(RECORD SET)
§ §
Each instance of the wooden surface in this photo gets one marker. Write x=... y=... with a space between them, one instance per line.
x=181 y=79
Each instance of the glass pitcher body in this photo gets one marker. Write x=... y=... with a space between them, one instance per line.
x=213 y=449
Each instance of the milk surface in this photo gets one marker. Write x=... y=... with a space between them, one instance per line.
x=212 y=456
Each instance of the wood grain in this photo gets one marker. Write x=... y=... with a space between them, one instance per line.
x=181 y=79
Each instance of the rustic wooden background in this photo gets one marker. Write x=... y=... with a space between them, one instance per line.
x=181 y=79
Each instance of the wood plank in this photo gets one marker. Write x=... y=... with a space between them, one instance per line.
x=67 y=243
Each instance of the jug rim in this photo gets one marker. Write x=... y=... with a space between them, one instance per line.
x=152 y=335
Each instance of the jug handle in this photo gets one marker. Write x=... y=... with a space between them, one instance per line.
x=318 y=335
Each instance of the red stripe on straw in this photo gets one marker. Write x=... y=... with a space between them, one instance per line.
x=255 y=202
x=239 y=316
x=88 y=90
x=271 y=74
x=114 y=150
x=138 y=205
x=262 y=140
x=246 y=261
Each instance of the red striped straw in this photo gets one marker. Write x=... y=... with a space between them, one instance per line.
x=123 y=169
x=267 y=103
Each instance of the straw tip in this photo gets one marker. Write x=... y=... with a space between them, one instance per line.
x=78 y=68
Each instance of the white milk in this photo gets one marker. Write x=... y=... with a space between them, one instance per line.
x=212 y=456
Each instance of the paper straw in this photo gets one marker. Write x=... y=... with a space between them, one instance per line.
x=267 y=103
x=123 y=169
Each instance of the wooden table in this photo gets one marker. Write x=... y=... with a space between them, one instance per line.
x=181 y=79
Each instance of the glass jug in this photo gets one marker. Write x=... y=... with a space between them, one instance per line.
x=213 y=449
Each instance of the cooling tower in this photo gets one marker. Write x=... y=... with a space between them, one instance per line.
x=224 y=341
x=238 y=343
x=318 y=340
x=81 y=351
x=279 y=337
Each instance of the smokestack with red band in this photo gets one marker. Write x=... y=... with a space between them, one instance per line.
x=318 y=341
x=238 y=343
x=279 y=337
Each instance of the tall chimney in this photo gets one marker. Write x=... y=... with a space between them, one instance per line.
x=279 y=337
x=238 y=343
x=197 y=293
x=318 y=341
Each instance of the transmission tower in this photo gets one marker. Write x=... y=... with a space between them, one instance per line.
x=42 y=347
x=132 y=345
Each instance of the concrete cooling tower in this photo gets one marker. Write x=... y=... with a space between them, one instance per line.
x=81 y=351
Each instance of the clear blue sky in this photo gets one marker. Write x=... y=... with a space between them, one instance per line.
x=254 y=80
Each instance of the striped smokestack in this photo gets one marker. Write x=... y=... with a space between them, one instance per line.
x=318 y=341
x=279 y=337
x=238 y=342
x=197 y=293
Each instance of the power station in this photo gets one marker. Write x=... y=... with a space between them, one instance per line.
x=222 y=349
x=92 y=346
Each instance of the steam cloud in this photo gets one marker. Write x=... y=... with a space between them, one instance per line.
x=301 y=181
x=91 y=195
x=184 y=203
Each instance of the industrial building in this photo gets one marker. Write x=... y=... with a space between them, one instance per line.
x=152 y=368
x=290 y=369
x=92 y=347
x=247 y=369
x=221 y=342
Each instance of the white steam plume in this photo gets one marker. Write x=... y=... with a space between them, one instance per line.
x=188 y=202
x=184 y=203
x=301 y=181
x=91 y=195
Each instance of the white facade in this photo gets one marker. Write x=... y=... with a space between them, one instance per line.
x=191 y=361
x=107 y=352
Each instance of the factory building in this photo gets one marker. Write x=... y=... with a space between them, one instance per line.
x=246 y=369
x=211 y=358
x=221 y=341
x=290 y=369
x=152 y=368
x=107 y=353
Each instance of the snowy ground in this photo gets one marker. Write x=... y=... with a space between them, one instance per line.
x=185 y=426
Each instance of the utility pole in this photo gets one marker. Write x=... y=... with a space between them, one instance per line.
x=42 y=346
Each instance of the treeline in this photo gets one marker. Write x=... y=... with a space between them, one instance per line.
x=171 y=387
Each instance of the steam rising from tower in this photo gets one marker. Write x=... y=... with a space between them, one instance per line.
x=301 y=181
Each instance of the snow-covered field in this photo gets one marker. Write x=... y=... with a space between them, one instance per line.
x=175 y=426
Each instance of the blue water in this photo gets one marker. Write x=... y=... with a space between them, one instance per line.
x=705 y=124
§ §
(YOUR TASK) Copy all the entries verbatim.

(EXERCISE ANSWER)
Each instance of the wooden surface in this photo gets one marker. Write x=... y=... with a space between them, one instance per line.
x=181 y=79
Each instance of the glass pitcher body in this photo gets one marker. Write x=... y=... with a space between them, one instance per line.
x=213 y=449
Each instance of the milk surface in this photo gets one marker. Write x=... y=... with a space between them, one instance per line.
x=212 y=456
Each instance of the wood grain in this photo gets one marker. Write x=... y=... with a space between them, one instance per line.
x=181 y=79
Each instance of the rustic wooden background in this photo gets one marker. Write x=... y=... with a space between them, one instance per line.
x=181 y=79
Each instance of the wood plank in this photo gets one marker. Write x=... y=... with a space between them, one instance per line.
x=67 y=243
Each instance of the jug rim in this photo gets one marker. Write x=... y=... with a space between them, one instance per line.
x=152 y=335
Each instance of the jug handle in this photo gets one marker. Write x=... y=... with a space between them, one instance per line.
x=318 y=335
Each instance of the red stripe on straw in this photo gets one marker. Write x=... y=... with a space between them, one instance per line.
x=255 y=202
x=239 y=316
x=88 y=90
x=271 y=74
x=114 y=150
x=138 y=205
x=262 y=140
x=246 y=261
Each instance of the red striped straw in this photo gets one marker. Write x=... y=... with a space between them, one instance per line.
x=123 y=169
x=267 y=103
Each instance of the straw tip in this photo gets one marker. Write x=... y=... with a space between them, one instance per line.
x=78 y=68
Each instance of the white milk in this photo gets one marker. Write x=... y=... with a space between them, one instance per line.
x=212 y=456
Each instance of the paper straw in this photo gets one marker. Write x=... y=... with a space between them, one instance per line.
x=267 y=103
x=123 y=169
Each instance of the wooden table in this photo gets one marker. Write x=... y=... with a space between them, one instance per line.
x=181 y=79
Each instance of the glass jug in this photo gets one marker. Write x=... y=... with a space between them, one instance per line.
x=213 y=449
Each instance of the cooling tower in this photo gets one marker. Write x=... y=... with a space between them, one instance per line.
x=224 y=341
x=238 y=343
x=318 y=340
x=81 y=351
x=279 y=337
Each instance of the smokestack with red band in this photo gets one marker. Write x=... y=... with a space between them, one instance per line.
x=318 y=341
x=238 y=343
x=279 y=337
Each instance of the tall chimney in this photo gets one marker. Write x=... y=... with a space between them, one instance per line.
x=279 y=337
x=238 y=343
x=197 y=293
x=318 y=341
Each instance of the transmission tower in this photo gets one marker. Write x=... y=... with a space between them, one instance per line.
x=42 y=347
x=132 y=345
Each instance of the concrete cooling tower in this photo gets one marker. Write x=... y=... with a space between them, one instance per line.
x=81 y=351
Each instance of the clear blue sky in this photo gets one marker. Write x=... y=... with a space between them, one instance per line.
x=254 y=80
Each instance of the striped smokestack in this photo gets one marker. Write x=... y=... with a space between them, one instance per line.
x=318 y=341
x=279 y=337
x=238 y=342
x=197 y=293
Each instance of the power station in this photo gets one marker. Write x=... y=... with a space between them, one instance per line.
x=222 y=349
x=92 y=346
Each instance of the steam cloud in this photo gets one marker. Write x=... y=... with a space between them, one instance per line.
x=301 y=181
x=91 y=195
x=184 y=203
Each instance of the industrial building in this photo gets one marker. Write x=... y=... with a space between them, one instance per line.
x=152 y=368
x=290 y=369
x=92 y=347
x=247 y=369
x=221 y=342
Each instance of the white steam plume in this photo gets one marker. Write x=... y=... with a space between them, one instance per line.
x=188 y=202
x=184 y=203
x=301 y=181
x=91 y=195
Each instance of the white facade in this photo gets one marker. Write x=... y=... with a space between them, one instance per line.
x=191 y=361
x=107 y=352
Each instance of the factory building in this photo gets one marker. Write x=... y=... with a space between them, one instance per line.
x=246 y=369
x=211 y=358
x=221 y=341
x=290 y=369
x=152 y=368
x=107 y=353
Each instance of the snowy ground in this photo gets one marker. Write x=... y=... with a space between them, one instance per line.
x=185 y=426
Each instance of the utility pole in this photo gets one marker. Write x=... y=... with a space between them, one instance per line.
x=42 y=346
Each instance of the treeline in this photo gets one marker. Write x=... y=... with a space between them, one instance per line.
x=171 y=387
Each instance of the steam rising from tower in this photo gets one marker. Write x=... y=... with a space between them, one instance per line.
x=301 y=181
Each instance of the snow-covered field in this photo gets one marker. Write x=... y=... with a space between them, one instance per line.
x=175 y=426
Each instance of the blue water in this photo gets one marker. Write x=... y=... with a space between them, one instance per line.
x=705 y=124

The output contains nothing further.